TEXTO FORNECIDO:
- - - -

Com o mesmo tom de homenagem, mas dando a volta ao assunto, o Observador foi buscar aos arquivos dez temas, mais um extra, registados por gente ilustre que o admira ou que o admirou. Aqui ficam, escolhidos de entre uma oferta vasta. Inevitavelmente, há muita matéria de elevada qualidade que ficou de fora. É uma espécie de prenda de aniversário.

“If Not For You”, George Harrison

Integra o triplo álbum All Things Must Pass, de 197o, a melhor obra alguma vez assinada por um ex-Beatle. As guitarras slide e a voz doce do antigo guitarrista dos fab four são os elementos que fazem desta versão um clássico. Harrison chegou a gravar com Bob Dylan uma versão deste tema, durante as sessões que deram origem ao álbum New Morning.

“Goin’ To Acapulco”, Jim James & Calexico

Numa lista desta natureza, é impossível ignorar a excelente banda sonora do filme “I’m Not There”, de 2007, realizado por Todd Haynes. Jim James (My Morning Jacket) e os Calexico assinam uma interpretação irresistível de uma canção que integra uma das grandes peças na discografia de Dylan, Basement Tapes, de 1975, gravada com os The Band.

- - - -

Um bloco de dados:
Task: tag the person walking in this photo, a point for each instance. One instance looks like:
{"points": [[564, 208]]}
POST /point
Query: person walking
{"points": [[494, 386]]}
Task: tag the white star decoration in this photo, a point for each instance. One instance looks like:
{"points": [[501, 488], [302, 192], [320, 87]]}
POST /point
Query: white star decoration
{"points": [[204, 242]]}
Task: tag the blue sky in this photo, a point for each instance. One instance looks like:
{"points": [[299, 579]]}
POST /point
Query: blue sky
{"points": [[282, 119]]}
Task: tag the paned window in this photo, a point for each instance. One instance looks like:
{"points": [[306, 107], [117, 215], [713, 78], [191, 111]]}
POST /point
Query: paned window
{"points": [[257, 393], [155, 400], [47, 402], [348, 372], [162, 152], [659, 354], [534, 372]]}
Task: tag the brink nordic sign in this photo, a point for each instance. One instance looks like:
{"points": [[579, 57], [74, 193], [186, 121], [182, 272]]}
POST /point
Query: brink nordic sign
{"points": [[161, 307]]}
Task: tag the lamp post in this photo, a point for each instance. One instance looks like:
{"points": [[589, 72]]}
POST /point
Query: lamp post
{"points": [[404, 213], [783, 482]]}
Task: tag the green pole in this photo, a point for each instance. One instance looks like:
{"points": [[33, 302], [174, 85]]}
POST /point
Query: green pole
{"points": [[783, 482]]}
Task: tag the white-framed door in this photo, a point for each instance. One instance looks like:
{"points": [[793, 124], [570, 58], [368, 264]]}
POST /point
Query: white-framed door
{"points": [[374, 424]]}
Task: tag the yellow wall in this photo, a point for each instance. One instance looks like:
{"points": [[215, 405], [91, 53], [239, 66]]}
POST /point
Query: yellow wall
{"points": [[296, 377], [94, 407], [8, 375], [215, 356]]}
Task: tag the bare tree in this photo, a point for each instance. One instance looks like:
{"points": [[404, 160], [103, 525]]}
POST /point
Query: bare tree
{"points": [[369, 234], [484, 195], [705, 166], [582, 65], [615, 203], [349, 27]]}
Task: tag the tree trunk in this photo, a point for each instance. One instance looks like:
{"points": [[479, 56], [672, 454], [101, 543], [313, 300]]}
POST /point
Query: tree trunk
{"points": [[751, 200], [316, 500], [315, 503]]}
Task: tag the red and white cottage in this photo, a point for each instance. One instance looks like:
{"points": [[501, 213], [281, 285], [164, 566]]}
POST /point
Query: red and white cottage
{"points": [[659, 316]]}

- - - -

ENUNCIADO: Pode reproduzir o trecho do texto sobre versões de canções de Bob Dylan que vai de "Numa lista desta" até "os The Band.", inclusive?

RESPOSTA CORRETA:
Numa lista desta natureza, é impossível ignorar a excelente banda sonora do filme “I’m Not There”, de 2007, realizado por Todd Haynes. Jim James (My Morning Jacket) e os Calexico assinam uma interpretação irresistível de uma canção que integra uma das grandes peças na discografia de Dylan, Basement Tapes, de 1975, gravada com os The Band.